WHAT TO PRODUCE:
Put every line of the rows below into a Markdown table with two columns, No. for the line's number and Text for the line itself, leaving out blank lines.

********

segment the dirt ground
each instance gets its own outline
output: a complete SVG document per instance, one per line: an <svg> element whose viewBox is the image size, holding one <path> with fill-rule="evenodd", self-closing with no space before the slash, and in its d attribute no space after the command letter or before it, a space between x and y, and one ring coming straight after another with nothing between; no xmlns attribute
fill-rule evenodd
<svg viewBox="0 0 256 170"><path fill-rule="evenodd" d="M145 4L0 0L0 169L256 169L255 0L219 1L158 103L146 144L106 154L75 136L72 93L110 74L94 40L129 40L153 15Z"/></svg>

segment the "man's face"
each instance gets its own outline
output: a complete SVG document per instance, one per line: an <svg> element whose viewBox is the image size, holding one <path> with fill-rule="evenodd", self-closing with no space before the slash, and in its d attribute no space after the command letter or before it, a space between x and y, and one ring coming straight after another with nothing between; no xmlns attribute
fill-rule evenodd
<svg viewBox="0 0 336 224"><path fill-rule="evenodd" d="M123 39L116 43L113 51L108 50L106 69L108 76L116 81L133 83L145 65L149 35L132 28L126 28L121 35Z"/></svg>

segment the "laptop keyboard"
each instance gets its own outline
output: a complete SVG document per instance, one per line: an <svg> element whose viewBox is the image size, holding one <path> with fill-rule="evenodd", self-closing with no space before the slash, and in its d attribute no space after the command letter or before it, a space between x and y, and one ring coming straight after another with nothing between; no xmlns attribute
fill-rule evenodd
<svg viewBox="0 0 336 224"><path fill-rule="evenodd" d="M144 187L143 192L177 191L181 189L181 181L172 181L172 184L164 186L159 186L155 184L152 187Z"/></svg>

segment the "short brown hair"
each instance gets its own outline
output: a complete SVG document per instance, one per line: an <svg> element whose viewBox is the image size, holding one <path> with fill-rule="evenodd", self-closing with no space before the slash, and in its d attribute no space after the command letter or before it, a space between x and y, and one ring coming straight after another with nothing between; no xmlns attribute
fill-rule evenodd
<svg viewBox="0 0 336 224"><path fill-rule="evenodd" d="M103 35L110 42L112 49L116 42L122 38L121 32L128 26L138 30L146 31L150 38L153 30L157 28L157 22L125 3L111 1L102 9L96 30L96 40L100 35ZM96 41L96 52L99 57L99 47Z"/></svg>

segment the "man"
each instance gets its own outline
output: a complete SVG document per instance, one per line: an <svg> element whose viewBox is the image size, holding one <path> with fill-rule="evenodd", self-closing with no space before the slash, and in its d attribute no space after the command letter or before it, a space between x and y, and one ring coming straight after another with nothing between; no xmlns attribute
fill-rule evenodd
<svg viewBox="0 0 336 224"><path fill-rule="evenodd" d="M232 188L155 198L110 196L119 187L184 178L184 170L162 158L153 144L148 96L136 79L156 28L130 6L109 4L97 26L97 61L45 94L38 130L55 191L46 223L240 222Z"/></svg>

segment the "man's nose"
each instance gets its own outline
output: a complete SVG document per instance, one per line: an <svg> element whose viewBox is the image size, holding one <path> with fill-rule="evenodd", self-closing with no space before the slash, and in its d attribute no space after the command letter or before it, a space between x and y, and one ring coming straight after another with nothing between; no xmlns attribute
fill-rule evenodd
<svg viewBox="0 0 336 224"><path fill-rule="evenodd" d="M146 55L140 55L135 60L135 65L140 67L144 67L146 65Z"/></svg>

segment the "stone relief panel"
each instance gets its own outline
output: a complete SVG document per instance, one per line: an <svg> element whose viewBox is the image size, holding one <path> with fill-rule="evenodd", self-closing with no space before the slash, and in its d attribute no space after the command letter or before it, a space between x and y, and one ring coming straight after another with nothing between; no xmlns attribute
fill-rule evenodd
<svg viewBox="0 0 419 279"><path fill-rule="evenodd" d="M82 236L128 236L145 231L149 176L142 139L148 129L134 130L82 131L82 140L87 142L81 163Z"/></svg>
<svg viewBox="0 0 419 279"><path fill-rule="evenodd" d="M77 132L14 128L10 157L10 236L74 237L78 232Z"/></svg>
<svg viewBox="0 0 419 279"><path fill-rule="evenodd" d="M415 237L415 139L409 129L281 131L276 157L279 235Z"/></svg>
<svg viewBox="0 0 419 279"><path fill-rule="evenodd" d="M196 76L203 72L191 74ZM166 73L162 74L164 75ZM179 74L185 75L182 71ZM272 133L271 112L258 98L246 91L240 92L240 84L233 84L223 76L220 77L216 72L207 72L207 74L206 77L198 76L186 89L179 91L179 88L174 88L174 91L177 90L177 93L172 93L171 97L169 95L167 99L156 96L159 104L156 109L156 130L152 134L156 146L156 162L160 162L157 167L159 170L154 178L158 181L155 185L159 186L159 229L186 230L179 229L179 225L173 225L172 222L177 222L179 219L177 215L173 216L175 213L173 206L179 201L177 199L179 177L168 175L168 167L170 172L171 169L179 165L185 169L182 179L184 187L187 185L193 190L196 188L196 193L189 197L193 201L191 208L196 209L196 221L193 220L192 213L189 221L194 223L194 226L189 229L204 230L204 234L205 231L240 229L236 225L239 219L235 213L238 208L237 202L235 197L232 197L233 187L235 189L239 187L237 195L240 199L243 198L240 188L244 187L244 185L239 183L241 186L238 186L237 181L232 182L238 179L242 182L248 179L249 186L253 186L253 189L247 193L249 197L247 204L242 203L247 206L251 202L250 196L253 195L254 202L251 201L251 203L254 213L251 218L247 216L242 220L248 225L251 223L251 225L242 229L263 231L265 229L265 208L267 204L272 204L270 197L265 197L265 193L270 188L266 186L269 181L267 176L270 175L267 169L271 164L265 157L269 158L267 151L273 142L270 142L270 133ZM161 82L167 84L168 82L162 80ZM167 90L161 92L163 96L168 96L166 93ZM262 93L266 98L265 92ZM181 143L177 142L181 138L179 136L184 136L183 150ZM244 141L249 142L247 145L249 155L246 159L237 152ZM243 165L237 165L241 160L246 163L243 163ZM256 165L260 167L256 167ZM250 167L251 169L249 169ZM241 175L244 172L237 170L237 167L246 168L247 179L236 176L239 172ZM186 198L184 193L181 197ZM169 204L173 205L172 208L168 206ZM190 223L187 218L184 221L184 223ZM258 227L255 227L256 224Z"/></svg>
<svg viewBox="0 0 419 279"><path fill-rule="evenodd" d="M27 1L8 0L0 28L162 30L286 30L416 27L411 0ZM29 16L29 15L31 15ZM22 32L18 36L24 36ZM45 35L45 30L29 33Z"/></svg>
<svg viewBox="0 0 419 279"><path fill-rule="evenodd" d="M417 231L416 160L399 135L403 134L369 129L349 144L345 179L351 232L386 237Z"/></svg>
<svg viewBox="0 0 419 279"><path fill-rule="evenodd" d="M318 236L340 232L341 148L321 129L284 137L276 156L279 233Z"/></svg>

********

ANSWER:
| No. | Text |
|---|---|
| 1 | segment the dirt ground |
| 2 | each instance gets its own outline |
| 3 | output: a complete SVG document per instance, one per line: an <svg> element whose viewBox is the image size, holding one <path> with fill-rule="evenodd", self-closing with no space before the slash, and in its d attribute no space after the command letter or before it, a space between x and y, and one ring coming straight after another with nothing between; no xmlns attribute |
| 4 | fill-rule evenodd |
| 5 | <svg viewBox="0 0 256 170"><path fill-rule="evenodd" d="M145 4L0 0L0 169L256 169L255 0L219 1L158 103L146 144L106 154L75 136L72 93L110 74L94 40L129 40L153 15Z"/></svg> |
| 6 | segment the "man's face" |
| 7 | each instance gets its own outline |
| 8 | output: a complete SVG document per instance, one per line: an <svg> element whose viewBox is the image size, holding one <path> with fill-rule="evenodd", self-closing with no space before the slash, and in its d attribute no space after the command letter or before it, a space between x and y, and one ring coming straight after another with nothing between; no xmlns attribute |
| 9 | fill-rule evenodd |
| 10 | <svg viewBox="0 0 336 224"><path fill-rule="evenodd" d="M123 39L116 43L113 51L108 50L106 69L108 76L116 81L133 83L145 65L149 35L132 28L126 28L121 35Z"/></svg> |
| 11 | segment the "laptop keyboard" |
| 12 | each instance gets its own outline |
| 13 | output: a complete SVG document per instance, one per line: an <svg> element whose viewBox is the image size, holding one <path> with fill-rule="evenodd", self-closing with no space before the slash, and in its d attribute no space after the command letter or before it, a space between x and y, and one ring coming straight after another with nothing between; no xmlns attribute |
| 14 | fill-rule evenodd |
| 15 | <svg viewBox="0 0 336 224"><path fill-rule="evenodd" d="M144 187L143 192L177 191L181 189L181 181L172 181L172 184L164 186L159 186L155 184L152 187Z"/></svg> |
| 16 | segment the "short brown hair" |
| 17 | each instance gets its own outline |
| 18 | output: a complete SVG document per instance, one per line: an <svg> element whose viewBox is the image size, holding one <path> with fill-rule="evenodd", self-closing with no space before the slash, and in its d attribute no space after the command letter or before it, a space between x and y, and one ring coming straight after another with nothing between; no xmlns attribute |
| 19 | fill-rule evenodd |
| 20 | <svg viewBox="0 0 336 224"><path fill-rule="evenodd" d="M103 35L110 42L112 49L116 42L122 38L121 32L128 26L138 30L146 31L150 38L153 30L157 28L157 22L125 3L111 1L102 9L96 30L96 40L100 35ZM96 41L96 52L99 57L99 47Z"/></svg> |
| 21 | segment the "man" |
| 22 | each instance gets its own outline |
| 23 | output: a complete SVG document per instance, one per line: an <svg> element whose viewBox is the image size, holding one <path> with fill-rule="evenodd", self-closing with no space before the slash, and in its d attribute no space after the command letter or before it, a space between x and y, and one ring coming straight after another with nothing between; no xmlns attribute |
| 24 | fill-rule evenodd |
| 25 | <svg viewBox="0 0 336 224"><path fill-rule="evenodd" d="M232 188L155 198L110 196L119 187L184 178L184 170L162 158L153 144L148 96L136 79L156 28L130 6L109 4L97 26L97 61L45 94L38 130L55 191L46 223L240 222Z"/></svg> |
| 26 | segment the "man's nose" |
| 27 | each instance gets its own outline |
| 28 | output: a complete SVG document per instance, one per line: an <svg> element whose viewBox is the image size, holding one <path> with fill-rule="evenodd", self-closing with no space before the slash, and in its d attribute no space after the command letter or before it, a space between x and y, and one ring coming straight after another with nothing between; no xmlns attribute |
| 29 | fill-rule evenodd |
| 30 | <svg viewBox="0 0 336 224"><path fill-rule="evenodd" d="M146 55L140 55L135 60L135 65L140 67L144 67L146 65Z"/></svg> |
| 31 | segment the "stone relief panel" |
| 32 | each instance gets its own outline |
| 33 | output: a complete SVG document per instance, one per line: an <svg> element whose viewBox is the image size, holding one <path> with fill-rule="evenodd", self-closing with no space before the slash, and in its d attribute no space after the command letter or before it, a space between x and y, and one ring coming straight after another with nothing between; no xmlns attribute |
| 34 | fill-rule evenodd |
| 35 | <svg viewBox="0 0 419 279"><path fill-rule="evenodd" d="M82 236L128 236L145 231L149 176L142 139L148 129L134 130L82 131L82 140L87 142L81 163Z"/></svg> |
| 36 | <svg viewBox="0 0 419 279"><path fill-rule="evenodd" d="M77 132L14 128L10 157L10 236L74 237L78 232Z"/></svg> |
| 37 | <svg viewBox="0 0 419 279"><path fill-rule="evenodd" d="M415 237L415 139L409 129L281 131L276 157L279 235Z"/></svg> |
| 38 | <svg viewBox="0 0 419 279"><path fill-rule="evenodd" d="M196 76L203 72L191 74ZM166 73L162 74L164 75ZM179 74L185 75L182 71ZM272 133L271 112L258 98L246 91L240 92L240 84L233 84L223 76L220 77L216 72L207 72L207 74L206 77L198 76L186 89L179 91L179 88L174 88L174 91L177 90L177 93L172 93L171 97L169 95L167 99L156 96L159 104L156 109L156 130L152 134L156 146L156 162L160 162L157 167L159 170L154 178L158 181L155 185L159 186L159 229L186 230L179 229L179 225L173 225L172 222L177 222L179 219L177 215L173 216L175 213L173 206L179 201L177 199L179 177L168 175L168 167L170 172L171 169L179 165L185 169L182 179L184 187L187 185L193 190L196 188L196 193L189 197L193 201L191 208L196 209L196 221L193 220L192 213L189 221L194 223L194 226L189 229L204 230L204 234L205 231L240 229L236 225L239 219L235 213L238 208L237 202L235 197L232 197L233 187L235 189L239 187L237 195L240 199L243 198L240 188L244 187L244 185L239 183L241 186L238 186L237 181L232 182L238 179L242 182L248 179L249 186L253 186L253 189L247 193L249 197L247 204L242 203L247 206L251 202L250 196L253 195L254 202L251 201L251 203L254 213L251 218L247 216L242 220L248 225L251 223L251 225L242 229L263 231L265 229L265 208L267 204L272 204L270 197L265 197L265 193L270 188L266 186L269 181L267 176L270 175L267 169L271 164L265 157L269 158L267 151L273 142L270 142L270 133ZM161 82L167 84L168 82L162 80ZM167 90L161 92L163 96L168 96L166 93ZM262 93L266 98L265 92ZM181 143L177 142L181 138L179 136L184 136L183 150ZM244 141L249 142L247 145L249 155L246 159L237 152ZM243 165L237 165L241 160L246 163L243 163ZM256 165L260 167L256 167ZM250 167L251 169L249 169ZM241 175L244 172L237 170L237 167L246 168L247 179L236 176L239 172ZM186 198L184 193L181 197ZM169 204L173 205L172 208L168 206ZM190 223L187 218L184 221L184 223ZM258 227L255 227L256 224Z"/></svg> |
| 39 | <svg viewBox="0 0 419 279"><path fill-rule="evenodd" d="M27 1L8 0L0 28L162 30L286 30L416 27L411 0ZM29 16L29 15L31 15ZM22 32L18 36L24 36ZM45 35L45 30L29 33Z"/></svg> |
| 40 | <svg viewBox="0 0 419 279"><path fill-rule="evenodd" d="M417 231L416 160L399 135L403 134L369 129L349 144L345 179L351 232L386 237Z"/></svg> |
| 41 | <svg viewBox="0 0 419 279"><path fill-rule="evenodd" d="M318 236L340 232L341 148L321 129L284 137L276 156L279 233Z"/></svg> |